(Metin):
Tablo 4.15. 2: Regresyon Analizi Değişken Katsayıları (N=732)

Model 1 B Std. Hata Beta t p

Sabit 35.86 2.04 17.617 .000

Sürdürümcü liderlik 1.31 .10 .423 12.596 .000

a Bağımlı Değişken: Örgütsel sinizm toplam puanı

Tablo 4.15.2’de görüldüğü üzere, örgütsel sinizm toplam puanları Sürdürümcü liderlik puanlarından .423 (% 42.3) düzeyinde pozitif yönde etkilenmektedir.

BEŞİNCİ BÖLÜM

SONUÇ, TARTIŞMA VE ÖNERİLER

Okul müdürlerinin öğretmenler tarafından algılanan liderlik stilleri ile örgütsel sinizm arasındaki ilişkinin incelenmesi amacıyla yapılan araştırmada, çalışma grubu olarak Tekirdağ ili ve ilçelerinde farklı türlerdeki resmi okullarda görev yapan kadrolu öğretmenler seçilmiştir. Bu amaç doğrultusunda okul müdürlerinin liderlik stilleri öğretmen algılarına göre cinsiyete, yaşlara, mesleki kıdemlere, okul türlerine ve öğretmenlerin branşlarına göre gruplar arasında anlamlı farklılığın olup olmadığı incelenmiştir. Ayrıca öğretmenlerin örgütsel sinizm düzeylerinin cinsiyete, yaşlara, mesleki kıdemlere, okul türlerine ve öğretmenlerin branşlarına göre gruplar arasında anlamlı farklılığın olup olmadığı incelenmiştir. Çalışmanın sonunda ise okul müdürlerinin liderlik stilleri ile örgütsel sinizm arasında anlamlı bir ilişki olup olmadığına bakılarak, okul müdürlerinin liderlik stillerinin örgütsel sinizmi yordayıp yordamadığı incelenmiştir.

(Veriler):
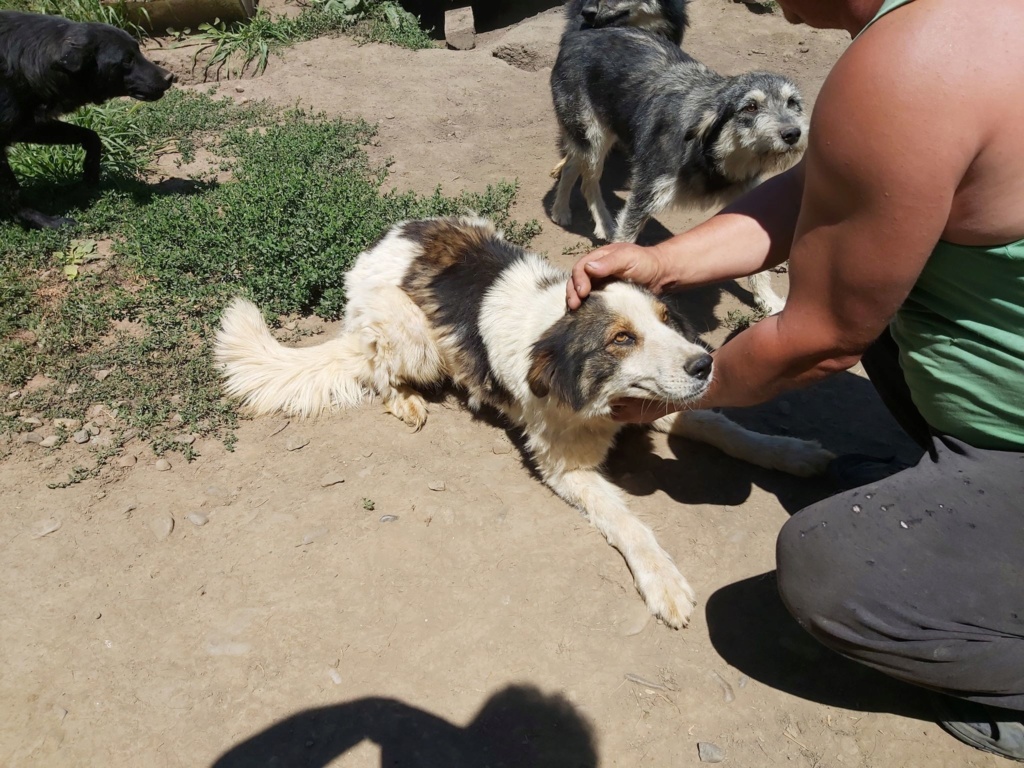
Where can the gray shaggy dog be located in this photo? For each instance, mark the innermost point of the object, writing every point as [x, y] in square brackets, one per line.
[665, 17]
[695, 136]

(Yazılı Görevler):
(1) Metne göre araştırmada çalışma grubu olarak hangi öğretmenler seçilmiştir?
(2) Metinde "Model 1 B Std." ifadesinden "pozitif yönde etkilenmektedir." ifadesine kadar olan bölümü değiştirmeden döndür.

(Tamamlanmış Alıştırma):
(1) Tekirdağ ili ve ilçelerinde farklı türlerdeki resmi okullarda görev yapan kadrolu öğretmenler.

(2)
Model 1 B Std. Hata Beta t p

Sabit 35.86 2.04 17.617 .000

Sürdürümcü liderlik 1.31 .10 .423 12.596 .000

a Bağımlı Değişken: Örgütsel sinizm toplam puanı

Tablo 4.15.2’de görüldüğü üzere, örgütsel sinizm toplam puanları Sürdürümcü liderlik puanlarından .423 (% 42.3) düzeyinde pozitif yönde etkilenmektedir.